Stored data
***

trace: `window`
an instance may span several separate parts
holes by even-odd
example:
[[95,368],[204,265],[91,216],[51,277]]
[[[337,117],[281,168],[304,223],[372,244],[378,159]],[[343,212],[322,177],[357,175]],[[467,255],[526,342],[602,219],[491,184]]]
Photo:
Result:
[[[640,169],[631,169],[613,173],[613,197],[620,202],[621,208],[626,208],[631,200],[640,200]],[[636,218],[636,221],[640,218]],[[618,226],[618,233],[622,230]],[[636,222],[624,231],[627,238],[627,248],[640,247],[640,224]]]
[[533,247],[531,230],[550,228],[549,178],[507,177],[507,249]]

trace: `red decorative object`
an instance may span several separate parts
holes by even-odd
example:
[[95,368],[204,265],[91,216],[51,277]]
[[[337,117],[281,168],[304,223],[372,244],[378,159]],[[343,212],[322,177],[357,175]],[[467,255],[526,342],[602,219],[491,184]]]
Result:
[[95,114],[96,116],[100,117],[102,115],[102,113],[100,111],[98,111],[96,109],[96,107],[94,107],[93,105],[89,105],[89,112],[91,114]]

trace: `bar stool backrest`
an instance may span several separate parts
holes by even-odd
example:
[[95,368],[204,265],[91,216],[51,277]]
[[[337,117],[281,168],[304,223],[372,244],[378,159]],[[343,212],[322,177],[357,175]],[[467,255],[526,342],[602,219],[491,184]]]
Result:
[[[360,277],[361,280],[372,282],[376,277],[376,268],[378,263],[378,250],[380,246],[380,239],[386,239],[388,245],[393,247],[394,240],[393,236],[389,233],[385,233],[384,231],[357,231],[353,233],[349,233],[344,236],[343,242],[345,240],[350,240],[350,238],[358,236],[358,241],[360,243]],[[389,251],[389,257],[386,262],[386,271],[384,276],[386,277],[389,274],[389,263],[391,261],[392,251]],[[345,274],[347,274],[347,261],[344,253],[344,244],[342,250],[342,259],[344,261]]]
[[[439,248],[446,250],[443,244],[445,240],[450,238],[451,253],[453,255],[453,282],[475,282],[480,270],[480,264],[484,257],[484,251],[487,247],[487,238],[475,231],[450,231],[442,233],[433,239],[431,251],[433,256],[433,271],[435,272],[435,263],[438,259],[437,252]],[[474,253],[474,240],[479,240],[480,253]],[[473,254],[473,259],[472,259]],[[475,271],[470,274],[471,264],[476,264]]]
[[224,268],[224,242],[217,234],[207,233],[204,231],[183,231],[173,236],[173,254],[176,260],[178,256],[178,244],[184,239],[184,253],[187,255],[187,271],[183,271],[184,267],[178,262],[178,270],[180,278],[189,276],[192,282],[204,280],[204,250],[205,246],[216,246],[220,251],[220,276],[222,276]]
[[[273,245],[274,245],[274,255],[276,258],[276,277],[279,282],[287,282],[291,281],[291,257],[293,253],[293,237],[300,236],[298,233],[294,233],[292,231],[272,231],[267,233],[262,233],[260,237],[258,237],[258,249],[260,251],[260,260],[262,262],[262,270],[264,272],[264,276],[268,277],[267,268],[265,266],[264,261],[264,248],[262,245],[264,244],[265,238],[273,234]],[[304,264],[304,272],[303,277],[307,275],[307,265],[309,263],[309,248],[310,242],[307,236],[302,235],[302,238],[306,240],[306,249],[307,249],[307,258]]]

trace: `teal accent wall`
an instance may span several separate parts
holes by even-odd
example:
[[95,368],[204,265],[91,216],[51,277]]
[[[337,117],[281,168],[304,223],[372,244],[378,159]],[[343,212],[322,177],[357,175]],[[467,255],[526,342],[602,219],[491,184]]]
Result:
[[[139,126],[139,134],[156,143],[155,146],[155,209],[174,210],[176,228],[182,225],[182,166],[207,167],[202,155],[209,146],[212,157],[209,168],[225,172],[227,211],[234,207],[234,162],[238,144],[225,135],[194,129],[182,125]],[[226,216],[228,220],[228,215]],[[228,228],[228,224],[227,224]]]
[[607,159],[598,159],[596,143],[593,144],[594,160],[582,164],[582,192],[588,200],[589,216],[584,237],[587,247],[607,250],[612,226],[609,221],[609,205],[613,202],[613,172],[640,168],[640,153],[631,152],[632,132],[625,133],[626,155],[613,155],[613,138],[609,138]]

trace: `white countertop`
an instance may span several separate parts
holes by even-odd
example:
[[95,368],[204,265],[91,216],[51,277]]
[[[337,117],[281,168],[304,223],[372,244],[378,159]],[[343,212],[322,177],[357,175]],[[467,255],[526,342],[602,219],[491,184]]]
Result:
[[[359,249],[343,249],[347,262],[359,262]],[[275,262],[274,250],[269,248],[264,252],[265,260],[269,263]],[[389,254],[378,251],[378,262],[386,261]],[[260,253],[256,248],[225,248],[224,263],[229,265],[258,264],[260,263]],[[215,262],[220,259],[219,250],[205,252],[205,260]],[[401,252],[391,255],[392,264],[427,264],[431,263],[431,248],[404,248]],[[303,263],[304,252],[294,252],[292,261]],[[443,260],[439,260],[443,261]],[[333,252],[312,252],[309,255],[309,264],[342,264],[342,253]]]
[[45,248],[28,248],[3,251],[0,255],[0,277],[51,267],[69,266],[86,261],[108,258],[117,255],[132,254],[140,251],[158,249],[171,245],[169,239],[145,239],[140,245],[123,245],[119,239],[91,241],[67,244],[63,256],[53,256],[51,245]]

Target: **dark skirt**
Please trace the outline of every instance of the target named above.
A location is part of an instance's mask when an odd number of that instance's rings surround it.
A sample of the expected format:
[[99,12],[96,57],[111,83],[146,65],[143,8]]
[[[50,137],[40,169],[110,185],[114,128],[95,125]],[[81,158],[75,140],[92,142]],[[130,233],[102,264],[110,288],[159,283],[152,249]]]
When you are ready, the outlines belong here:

***

Word for word, write out the data.

trace: `window`
an instance may span several separate parts
holes by even-odd
example:
[[95,368],[204,265],[91,216],[51,277]]
[[[337,117],[281,168],[304,223],[372,244],[378,159]],[[343,212],[322,177],[357,175]],[[467,255],[526,342],[602,219],[491,184]]]
Photo:
Result:
[[[640,169],[631,169],[613,173],[613,197],[620,202],[621,208],[626,208],[631,200],[640,200]],[[636,218],[636,221],[640,218]],[[618,226],[618,233],[622,230]],[[636,222],[624,231],[627,238],[627,248],[640,247],[640,224]]]
[[533,247],[531,230],[550,228],[549,178],[507,177],[507,249]]

trace: `red decorative object`
an instance may span several separate parts
holes by even-odd
example:
[[95,368],[204,265],[91,216],[51,277]]
[[[337,117],[281,168],[304,223],[372,244],[378,159]],[[343,212],[322,177],[357,175]],[[467,255],[526,342],[602,219],[491,184]]]
Result:
[[95,114],[96,116],[100,117],[102,115],[102,113],[100,111],[98,111],[96,109],[96,107],[94,107],[93,105],[89,105],[89,112],[91,114]]

trace: `bar stool backrest`
an instance may span several separate parts
holes by even-odd
example:
[[95,368],[204,265],[91,216],[51,277]]
[[[337,117],[281,168],[304,223],[372,244],[378,159]],[[343,212],[322,177],[357,175]],[[467,255],[526,342],[602,219],[491,184]]]
Result:
[[[360,277],[361,280],[372,282],[376,277],[376,268],[378,263],[378,250],[380,246],[380,239],[386,239],[388,245],[393,247],[394,240],[393,236],[389,233],[385,233],[384,231],[357,231],[353,233],[349,233],[344,236],[343,242],[345,240],[350,240],[350,238],[358,236],[358,241],[360,243]],[[389,251],[389,257],[386,262],[386,271],[384,276],[386,277],[389,274],[389,263],[391,261],[392,251]],[[345,274],[347,274],[347,261],[344,253],[344,244],[342,250],[342,259],[344,261]]]
[[[439,248],[446,250],[443,244],[445,240],[450,238],[451,253],[453,255],[453,282],[475,282],[480,270],[480,264],[484,257],[484,251],[487,247],[487,238],[475,231],[450,231],[442,233],[433,239],[431,251],[433,256],[433,271],[435,272],[435,263],[438,259],[437,252]],[[474,253],[474,240],[479,240],[480,253]],[[473,254],[473,259],[472,259]],[[475,271],[470,274],[471,264],[476,264]]]
[[224,268],[224,242],[217,234],[207,233],[204,231],[183,231],[173,236],[173,254],[176,260],[178,256],[178,244],[184,239],[184,253],[187,255],[187,271],[183,271],[184,267],[178,262],[178,270],[180,278],[189,276],[192,282],[204,280],[204,250],[205,246],[216,246],[220,251],[220,276],[222,276]]
[[[273,245],[274,245],[274,255],[276,258],[276,277],[279,282],[287,282],[291,281],[291,257],[293,253],[293,237],[300,236],[298,233],[294,233],[292,231],[272,231],[267,233],[262,233],[260,237],[258,237],[258,249],[260,251],[260,260],[262,262],[262,270],[264,272],[264,276],[268,277],[267,268],[265,266],[264,261],[264,248],[262,245],[264,244],[265,238],[273,234]],[[304,264],[304,272],[303,277],[307,275],[307,265],[309,263],[309,248],[310,242],[307,236],[302,235],[302,238],[306,240],[306,249],[307,249],[307,258]]]

trace: `teal accent wall`
an instance may span several separate parts
holes by even-odd
example:
[[95,368],[204,265],[91,216],[51,277]]
[[[337,117],[281,168],[304,223],[372,244],[378,159]],[[343,212],[322,177],[357,175]],[[467,255],[526,342],[602,219],[491,184]]]
Result:
[[[139,126],[139,134],[156,143],[155,146],[155,209],[174,210],[176,228],[182,225],[182,166],[207,167],[202,155],[209,146],[212,157],[209,168],[225,172],[227,211],[234,207],[234,162],[238,144],[225,135],[194,129],[182,125]],[[226,216],[228,220],[228,215]],[[228,228],[228,224],[227,224]]]
[[607,159],[598,159],[596,143],[593,144],[594,160],[582,164],[582,192],[588,200],[589,216],[584,237],[587,247],[607,250],[612,226],[609,221],[609,205],[613,202],[613,172],[640,168],[640,153],[631,152],[632,132],[625,133],[626,155],[613,155],[613,138],[609,138]]

trace: `white countertop`
an instance may span several separate parts
holes by even-odd
example:
[[95,368],[204,265],[91,216],[51,277]]
[[[337,117],[281,168],[304,223],[372,244],[378,159]],[[343,212],[322,177],[357,175]],[[467,255],[526,342],[602,219],[491,184]]]
Result:
[[[359,249],[343,249],[347,262],[359,262]],[[275,262],[274,250],[269,248],[264,252],[265,260],[269,263]],[[389,254],[378,251],[378,262],[386,261]],[[260,253],[256,248],[225,248],[224,263],[229,265],[258,264],[260,263]],[[215,262],[220,259],[219,250],[205,252],[205,260]],[[401,252],[391,255],[392,264],[427,264],[431,263],[431,248],[404,248]],[[303,263],[304,252],[294,252],[292,261]],[[443,260],[439,260],[443,261]],[[333,252],[312,252],[309,255],[309,264],[342,264],[342,253]]]
[[45,248],[28,248],[3,251],[0,255],[0,277],[51,267],[69,266],[86,261],[108,258],[117,255],[132,254],[140,251],[158,249],[171,245],[169,239],[145,239],[140,245],[123,245],[119,239],[91,241],[67,244],[63,256],[53,256],[51,245]]

Target: **dark skirt**
Please trace the outline of every instance of the target named above.
A location is part of an instance's mask when an odd number of that instance's rings surround it.
A sample of the expected format:
[[99,12],[96,57],[111,83],[146,65],[143,8]]
[[[50,137],[40,169],[110,185],[114,128],[95,125]],[[81,158],[75,140],[92,142]],[[130,233],[102,264],[110,288],[159,283],[152,249]]]
When you are ready, the outlines belong here:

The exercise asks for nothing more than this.